◆ WHAT NEEDS TO BE DONE
Please reproduce the lines from the one containing "riverbank -> point" through the end of the data below exactly as they stand, and omit all pictures.

Dataset entries
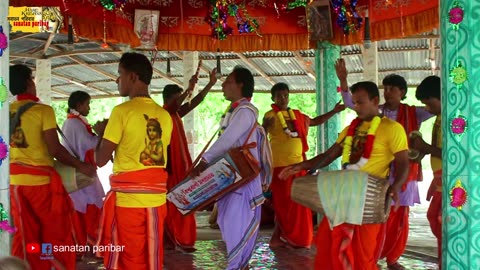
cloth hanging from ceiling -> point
(183, 25)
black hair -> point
(398, 81)
(370, 87)
(244, 76)
(77, 98)
(19, 76)
(429, 88)
(169, 90)
(278, 87)
(139, 64)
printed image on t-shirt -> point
(17, 139)
(152, 155)
(358, 146)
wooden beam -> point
(93, 67)
(80, 83)
(255, 67)
(177, 54)
(301, 62)
(61, 92)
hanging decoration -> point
(219, 13)
(458, 74)
(4, 224)
(347, 17)
(455, 15)
(458, 125)
(458, 195)
(113, 4)
(3, 41)
(3, 92)
(3, 150)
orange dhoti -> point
(130, 237)
(346, 247)
(396, 234)
(42, 215)
(293, 220)
(85, 225)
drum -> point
(228, 172)
(376, 206)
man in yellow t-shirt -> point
(40, 204)
(350, 246)
(428, 92)
(287, 130)
(139, 132)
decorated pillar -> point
(5, 220)
(190, 63)
(43, 80)
(327, 96)
(460, 43)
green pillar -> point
(327, 96)
(461, 157)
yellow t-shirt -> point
(27, 144)
(436, 162)
(142, 130)
(389, 140)
(285, 149)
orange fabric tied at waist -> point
(437, 180)
(145, 181)
(61, 202)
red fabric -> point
(37, 223)
(87, 125)
(346, 247)
(139, 253)
(113, 226)
(61, 202)
(293, 219)
(181, 230)
(27, 97)
(434, 214)
(85, 225)
(407, 117)
(396, 234)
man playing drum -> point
(288, 130)
(181, 231)
(239, 210)
(410, 117)
(369, 144)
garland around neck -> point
(367, 150)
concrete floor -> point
(210, 254)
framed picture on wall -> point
(146, 27)
(320, 26)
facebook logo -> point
(47, 249)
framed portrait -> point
(146, 27)
(320, 26)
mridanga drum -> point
(376, 204)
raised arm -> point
(189, 106)
(324, 117)
(342, 75)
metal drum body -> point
(377, 203)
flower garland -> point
(228, 113)
(291, 114)
(347, 145)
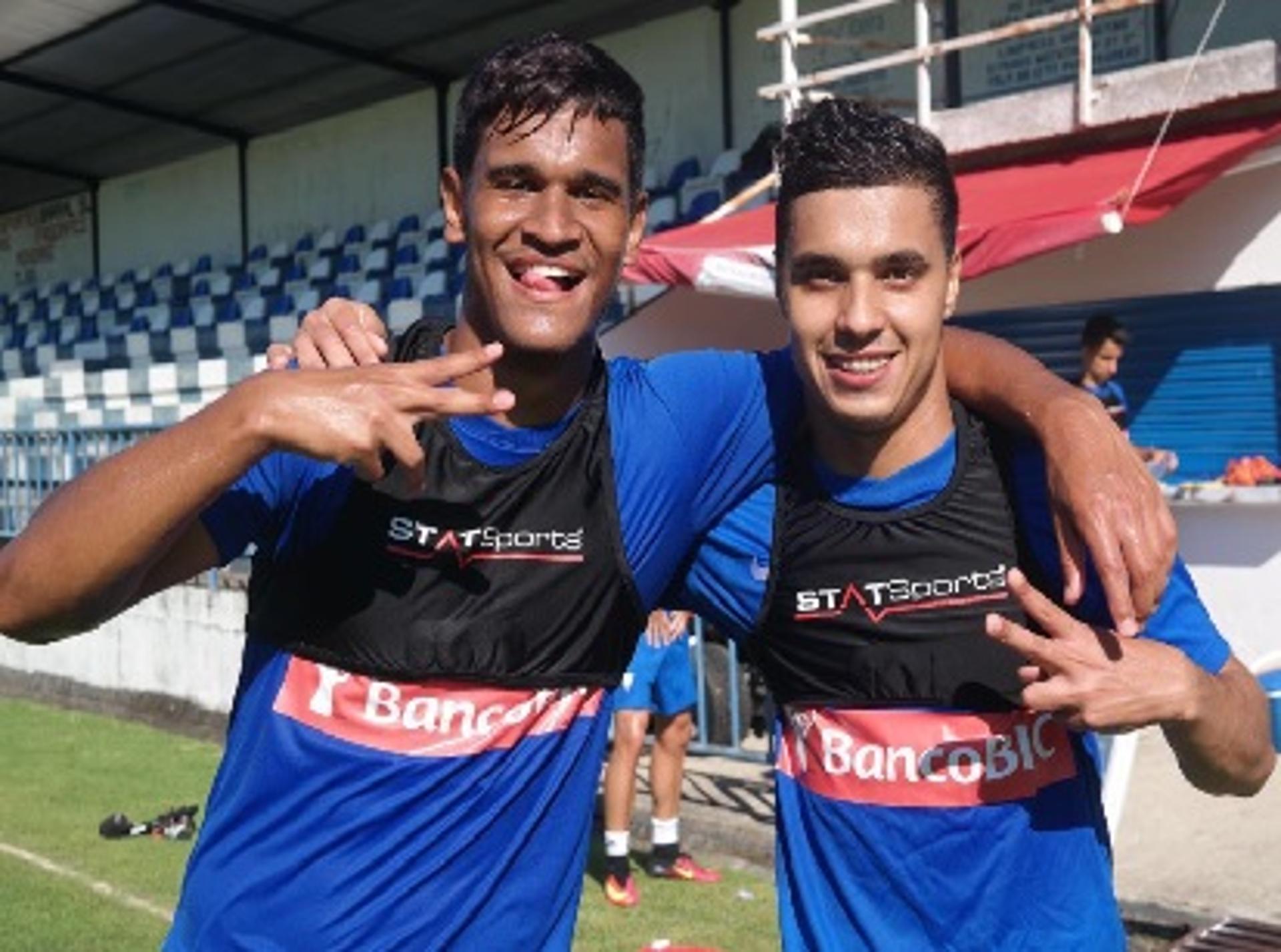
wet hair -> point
(534, 80)
(846, 144)
(1104, 327)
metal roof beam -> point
(93, 26)
(303, 37)
(123, 105)
(45, 168)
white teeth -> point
(866, 366)
(548, 271)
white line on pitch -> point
(96, 886)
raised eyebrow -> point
(806, 263)
(594, 179)
(516, 169)
(903, 259)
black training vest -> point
(869, 609)
(509, 576)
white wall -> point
(380, 161)
(47, 242)
(1229, 235)
(175, 211)
(677, 62)
(185, 642)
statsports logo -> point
(902, 595)
(423, 541)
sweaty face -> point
(1104, 363)
(866, 288)
(548, 219)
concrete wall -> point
(380, 161)
(1229, 235)
(179, 210)
(185, 642)
(677, 62)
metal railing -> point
(791, 33)
(35, 463)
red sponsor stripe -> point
(426, 719)
(929, 759)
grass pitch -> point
(62, 772)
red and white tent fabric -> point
(1007, 214)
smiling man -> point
(930, 795)
(422, 714)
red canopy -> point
(1007, 214)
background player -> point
(659, 680)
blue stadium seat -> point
(227, 310)
(400, 289)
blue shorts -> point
(659, 679)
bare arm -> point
(1217, 725)
(1104, 498)
(105, 538)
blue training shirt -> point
(356, 814)
(898, 871)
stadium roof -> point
(94, 89)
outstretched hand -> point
(338, 334)
(358, 414)
(1088, 676)
(1105, 500)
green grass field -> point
(62, 772)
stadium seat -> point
(402, 312)
(703, 205)
(434, 225)
(370, 292)
(377, 262)
(436, 253)
(683, 171)
(663, 213)
(320, 270)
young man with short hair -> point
(659, 680)
(935, 787)
(416, 740)
(1104, 342)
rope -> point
(1170, 115)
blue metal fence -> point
(35, 463)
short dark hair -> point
(1104, 327)
(846, 144)
(537, 79)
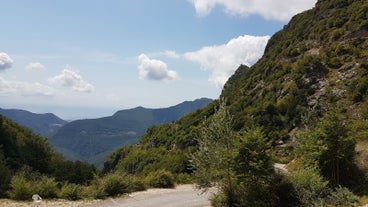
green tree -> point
(213, 161)
(254, 170)
(330, 147)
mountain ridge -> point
(91, 138)
(45, 124)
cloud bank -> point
(5, 61)
(268, 9)
(71, 79)
(153, 69)
(223, 60)
(24, 88)
(35, 66)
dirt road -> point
(182, 196)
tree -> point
(329, 147)
(253, 163)
(254, 170)
(213, 161)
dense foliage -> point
(291, 98)
(92, 140)
(24, 154)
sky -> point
(90, 58)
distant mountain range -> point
(92, 140)
(42, 124)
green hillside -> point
(305, 99)
(24, 155)
(92, 140)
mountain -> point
(92, 139)
(22, 151)
(42, 124)
(317, 62)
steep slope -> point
(42, 124)
(317, 61)
(22, 150)
(92, 139)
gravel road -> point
(181, 196)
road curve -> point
(181, 196)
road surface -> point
(181, 196)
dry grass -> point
(45, 203)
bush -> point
(160, 179)
(183, 178)
(46, 187)
(309, 186)
(136, 184)
(71, 191)
(342, 196)
(21, 189)
(111, 184)
(219, 200)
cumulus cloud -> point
(5, 61)
(35, 66)
(24, 88)
(269, 9)
(153, 69)
(223, 60)
(71, 79)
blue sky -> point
(89, 58)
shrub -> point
(160, 179)
(112, 184)
(21, 189)
(136, 184)
(46, 187)
(342, 196)
(309, 186)
(219, 200)
(71, 191)
(183, 178)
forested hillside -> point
(91, 140)
(27, 156)
(303, 103)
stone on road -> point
(181, 196)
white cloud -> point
(35, 66)
(269, 9)
(153, 69)
(71, 79)
(223, 60)
(24, 88)
(5, 61)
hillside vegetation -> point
(27, 156)
(91, 140)
(303, 103)
(45, 125)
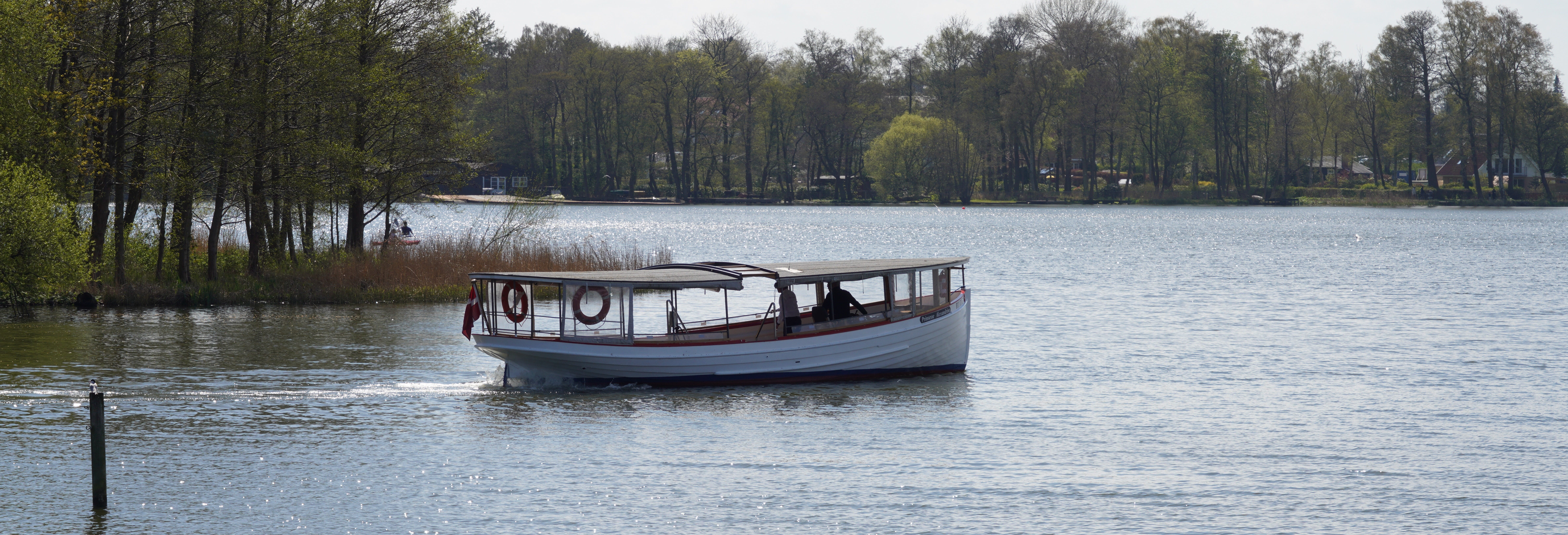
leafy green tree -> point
(41, 250)
(921, 158)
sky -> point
(1349, 24)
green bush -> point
(41, 250)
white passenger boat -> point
(628, 327)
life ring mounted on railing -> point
(578, 305)
(520, 311)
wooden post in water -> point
(99, 465)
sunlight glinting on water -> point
(1141, 369)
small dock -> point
(731, 201)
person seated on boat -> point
(840, 303)
(789, 310)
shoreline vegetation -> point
(281, 122)
(432, 272)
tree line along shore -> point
(274, 117)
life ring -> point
(578, 305)
(523, 302)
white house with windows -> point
(1512, 170)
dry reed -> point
(433, 271)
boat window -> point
(926, 289)
(899, 289)
(945, 286)
(595, 311)
(515, 308)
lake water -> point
(1133, 369)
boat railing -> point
(840, 324)
(673, 322)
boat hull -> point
(937, 343)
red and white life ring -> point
(578, 305)
(521, 311)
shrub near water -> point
(41, 252)
(435, 271)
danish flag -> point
(471, 313)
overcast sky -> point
(1349, 24)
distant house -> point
(1456, 170)
(1344, 169)
(1517, 172)
(491, 179)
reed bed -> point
(437, 271)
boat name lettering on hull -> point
(945, 311)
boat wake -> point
(540, 382)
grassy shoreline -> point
(432, 272)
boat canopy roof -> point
(728, 275)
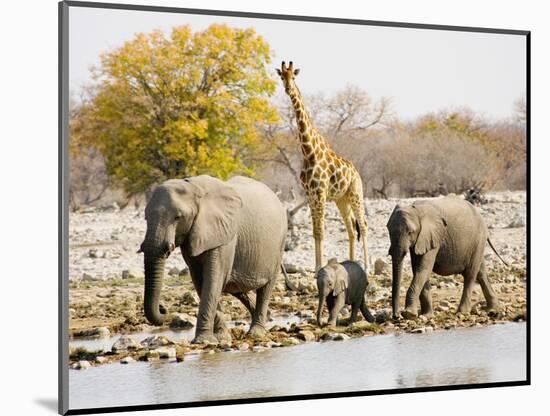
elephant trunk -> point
(154, 274)
(397, 269)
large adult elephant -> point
(231, 235)
(446, 236)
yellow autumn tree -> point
(167, 106)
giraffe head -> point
(288, 74)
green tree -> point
(166, 106)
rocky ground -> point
(106, 284)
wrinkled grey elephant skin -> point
(231, 235)
(446, 236)
(341, 284)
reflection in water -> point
(463, 356)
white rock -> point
(341, 337)
(183, 321)
(244, 346)
(81, 365)
(166, 352)
(133, 273)
(125, 343)
(155, 341)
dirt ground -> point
(106, 281)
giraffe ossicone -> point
(326, 176)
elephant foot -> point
(464, 308)
(257, 331)
(428, 314)
(208, 339)
(493, 307)
(409, 313)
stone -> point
(244, 346)
(517, 222)
(183, 321)
(127, 360)
(155, 341)
(133, 273)
(174, 271)
(292, 341)
(258, 348)
(292, 268)
(382, 316)
(102, 332)
(380, 266)
(112, 207)
(125, 343)
(190, 298)
(95, 253)
(86, 277)
(81, 365)
(306, 336)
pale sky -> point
(420, 70)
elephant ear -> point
(432, 225)
(341, 281)
(216, 222)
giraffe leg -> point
(317, 207)
(358, 208)
(346, 213)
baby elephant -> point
(342, 284)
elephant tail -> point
(288, 284)
(496, 252)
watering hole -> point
(463, 356)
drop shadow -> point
(47, 403)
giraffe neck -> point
(308, 140)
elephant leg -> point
(210, 293)
(220, 329)
(488, 292)
(259, 318)
(354, 311)
(221, 332)
(345, 212)
(426, 307)
(358, 208)
(338, 304)
(248, 299)
(470, 277)
(365, 312)
(422, 268)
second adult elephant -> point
(446, 236)
(231, 235)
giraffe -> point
(326, 176)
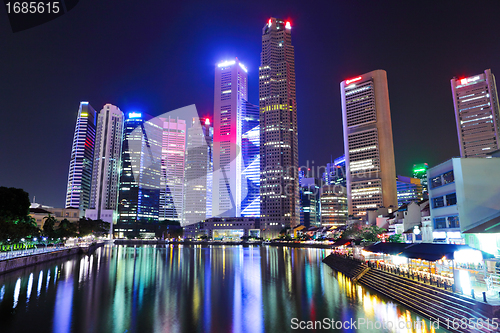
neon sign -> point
(135, 115)
(348, 82)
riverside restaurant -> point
(452, 266)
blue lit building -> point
(310, 212)
(139, 191)
(335, 172)
(82, 157)
(250, 149)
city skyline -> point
(120, 84)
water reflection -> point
(190, 289)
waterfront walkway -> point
(34, 251)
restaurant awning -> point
(341, 242)
(387, 248)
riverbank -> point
(430, 301)
(12, 264)
(245, 243)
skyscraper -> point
(236, 144)
(250, 168)
(172, 168)
(82, 158)
(107, 162)
(198, 169)
(368, 145)
(279, 160)
(139, 192)
(477, 114)
(309, 202)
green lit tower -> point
(420, 172)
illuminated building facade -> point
(368, 145)
(420, 172)
(409, 190)
(198, 169)
(477, 114)
(82, 158)
(107, 162)
(310, 202)
(333, 206)
(172, 168)
(139, 191)
(250, 150)
(236, 144)
(279, 183)
(335, 172)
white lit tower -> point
(107, 163)
(279, 184)
(477, 114)
(82, 157)
(197, 170)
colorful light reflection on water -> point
(190, 289)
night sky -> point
(156, 56)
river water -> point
(178, 288)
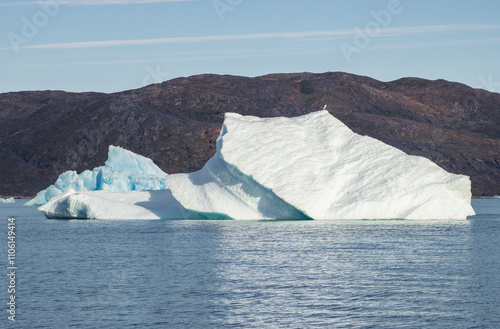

◆ TASK RESPONSE
riverbank -> point
(430, 301)
(12, 264)
(245, 243)
skyscraper -> point
(236, 144)
(250, 168)
(172, 168)
(82, 158)
(107, 162)
(198, 169)
(368, 145)
(279, 160)
(139, 192)
(477, 114)
(309, 202)
green lit tower -> point
(420, 172)
illuminated building facade -> point
(368, 145)
(420, 172)
(409, 190)
(198, 169)
(477, 114)
(82, 158)
(107, 162)
(310, 202)
(333, 206)
(172, 168)
(139, 191)
(250, 150)
(236, 144)
(279, 183)
(335, 172)
white lit tower -> point
(107, 163)
(279, 184)
(477, 114)
(82, 157)
(197, 170)
colorful light reflection on water -> point
(190, 289)
night sky -> point
(156, 56)
river water -> point
(178, 288)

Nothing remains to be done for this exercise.